▶ _What to produce_
Repeat exactly the stretch of lines that starts with the one containing "bark. Do not add anything beyond the points." and ends with the last line of the material. Leave out pictures.

▶ _Exercise inputs_
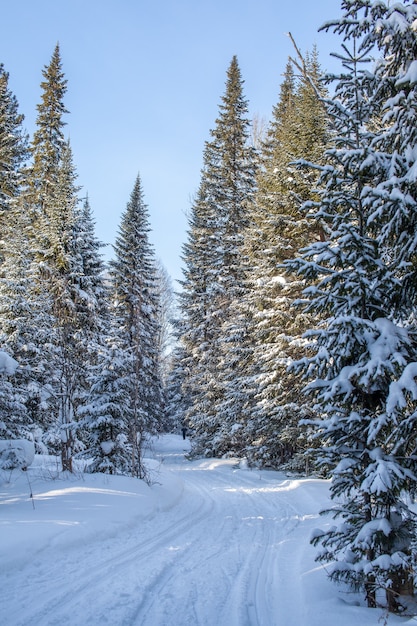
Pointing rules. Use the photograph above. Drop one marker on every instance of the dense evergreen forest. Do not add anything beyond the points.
(295, 335)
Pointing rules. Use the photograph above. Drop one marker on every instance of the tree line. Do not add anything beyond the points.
(88, 338)
(296, 339)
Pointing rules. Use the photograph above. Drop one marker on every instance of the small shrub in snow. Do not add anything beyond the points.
(16, 453)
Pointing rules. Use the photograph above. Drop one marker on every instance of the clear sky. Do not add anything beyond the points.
(145, 78)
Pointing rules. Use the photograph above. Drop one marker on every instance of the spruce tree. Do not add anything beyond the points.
(298, 130)
(364, 353)
(13, 147)
(214, 273)
(135, 309)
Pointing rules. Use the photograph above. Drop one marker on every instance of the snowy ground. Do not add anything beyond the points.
(208, 544)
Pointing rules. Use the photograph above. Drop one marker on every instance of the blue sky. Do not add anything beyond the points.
(145, 78)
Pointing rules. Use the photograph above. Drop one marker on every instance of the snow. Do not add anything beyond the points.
(209, 542)
(16, 453)
(8, 365)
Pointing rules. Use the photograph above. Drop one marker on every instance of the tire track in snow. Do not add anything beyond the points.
(142, 546)
(244, 571)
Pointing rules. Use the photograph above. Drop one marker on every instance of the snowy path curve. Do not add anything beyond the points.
(231, 550)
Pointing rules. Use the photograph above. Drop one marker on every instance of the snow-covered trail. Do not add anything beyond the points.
(226, 547)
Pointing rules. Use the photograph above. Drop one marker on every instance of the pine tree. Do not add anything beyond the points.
(214, 271)
(363, 351)
(298, 130)
(67, 268)
(108, 412)
(135, 308)
(13, 148)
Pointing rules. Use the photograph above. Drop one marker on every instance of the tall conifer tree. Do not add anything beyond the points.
(363, 372)
(214, 271)
(299, 130)
(135, 308)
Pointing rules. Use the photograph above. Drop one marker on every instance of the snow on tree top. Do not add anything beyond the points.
(7, 364)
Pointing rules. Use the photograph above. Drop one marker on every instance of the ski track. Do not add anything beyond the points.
(223, 551)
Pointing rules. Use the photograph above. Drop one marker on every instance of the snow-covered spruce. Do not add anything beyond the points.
(363, 289)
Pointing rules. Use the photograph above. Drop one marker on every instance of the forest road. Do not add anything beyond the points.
(232, 551)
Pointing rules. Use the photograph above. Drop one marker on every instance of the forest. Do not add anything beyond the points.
(293, 344)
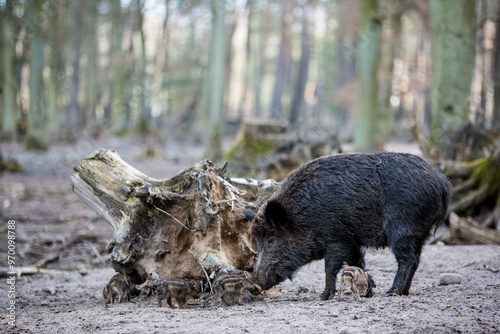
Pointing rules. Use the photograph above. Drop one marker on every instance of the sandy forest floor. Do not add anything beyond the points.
(54, 226)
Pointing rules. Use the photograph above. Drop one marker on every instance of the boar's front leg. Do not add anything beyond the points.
(335, 257)
(407, 253)
(332, 266)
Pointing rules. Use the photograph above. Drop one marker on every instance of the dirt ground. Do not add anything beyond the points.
(55, 227)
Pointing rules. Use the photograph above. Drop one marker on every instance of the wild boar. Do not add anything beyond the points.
(357, 279)
(334, 206)
(177, 289)
(118, 286)
(234, 284)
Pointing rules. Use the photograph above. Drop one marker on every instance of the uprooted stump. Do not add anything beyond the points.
(177, 227)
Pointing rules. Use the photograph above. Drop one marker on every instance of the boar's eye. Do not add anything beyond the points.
(270, 241)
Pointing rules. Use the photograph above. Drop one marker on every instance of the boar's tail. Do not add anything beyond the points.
(445, 201)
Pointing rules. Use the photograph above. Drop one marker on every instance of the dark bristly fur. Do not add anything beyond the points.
(357, 279)
(234, 284)
(118, 286)
(177, 289)
(333, 206)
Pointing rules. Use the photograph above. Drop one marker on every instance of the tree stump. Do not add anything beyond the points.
(177, 227)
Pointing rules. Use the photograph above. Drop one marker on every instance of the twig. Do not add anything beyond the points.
(44, 262)
(97, 254)
(177, 220)
(208, 279)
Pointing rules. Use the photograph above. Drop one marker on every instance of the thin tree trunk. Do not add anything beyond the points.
(53, 117)
(74, 108)
(118, 72)
(283, 62)
(453, 35)
(496, 77)
(300, 85)
(264, 33)
(91, 49)
(8, 84)
(387, 124)
(143, 124)
(216, 75)
(36, 136)
(368, 59)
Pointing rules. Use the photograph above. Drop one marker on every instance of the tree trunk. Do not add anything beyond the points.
(36, 136)
(74, 108)
(216, 75)
(171, 227)
(143, 123)
(300, 84)
(8, 84)
(368, 59)
(453, 35)
(264, 33)
(118, 72)
(496, 76)
(283, 62)
(92, 70)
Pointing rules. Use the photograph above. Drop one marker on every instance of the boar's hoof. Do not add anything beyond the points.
(325, 295)
(395, 292)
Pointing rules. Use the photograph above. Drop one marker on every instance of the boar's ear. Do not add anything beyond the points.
(249, 214)
(275, 215)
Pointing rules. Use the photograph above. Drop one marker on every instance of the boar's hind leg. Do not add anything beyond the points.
(407, 252)
(334, 259)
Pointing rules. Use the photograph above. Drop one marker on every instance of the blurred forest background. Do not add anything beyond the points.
(363, 71)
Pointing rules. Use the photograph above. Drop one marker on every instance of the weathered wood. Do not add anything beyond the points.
(168, 228)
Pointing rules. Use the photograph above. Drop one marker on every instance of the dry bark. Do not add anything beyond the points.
(186, 226)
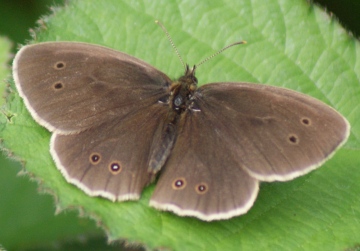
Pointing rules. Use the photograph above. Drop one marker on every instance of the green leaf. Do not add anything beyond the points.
(5, 46)
(291, 44)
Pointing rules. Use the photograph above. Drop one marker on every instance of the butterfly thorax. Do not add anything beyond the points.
(182, 91)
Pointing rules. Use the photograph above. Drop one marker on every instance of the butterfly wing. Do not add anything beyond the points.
(237, 134)
(275, 133)
(69, 87)
(99, 103)
(111, 160)
(201, 177)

▶ _Solution to the problem_
Pointing rules. Use the photograph above. Drop one marker on every instance of the dry bark. Do not add anything beyond the points.
(186, 226)
Pointing rules. Use the photograph above. Drop one marker on every instance of the green leaf. Do not add anything beyond the points.
(5, 46)
(291, 44)
Pointing rules. Use the photograph above. Drop one marker on every instance of the butterfly thorax. Do not add anything beyond the points.
(182, 91)
Pointing rules. Use the photograph above. Drop one marker on every instance of the butterfly wing. Do not add anything beyond the points.
(237, 134)
(275, 133)
(69, 87)
(99, 103)
(111, 160)
(201, 177)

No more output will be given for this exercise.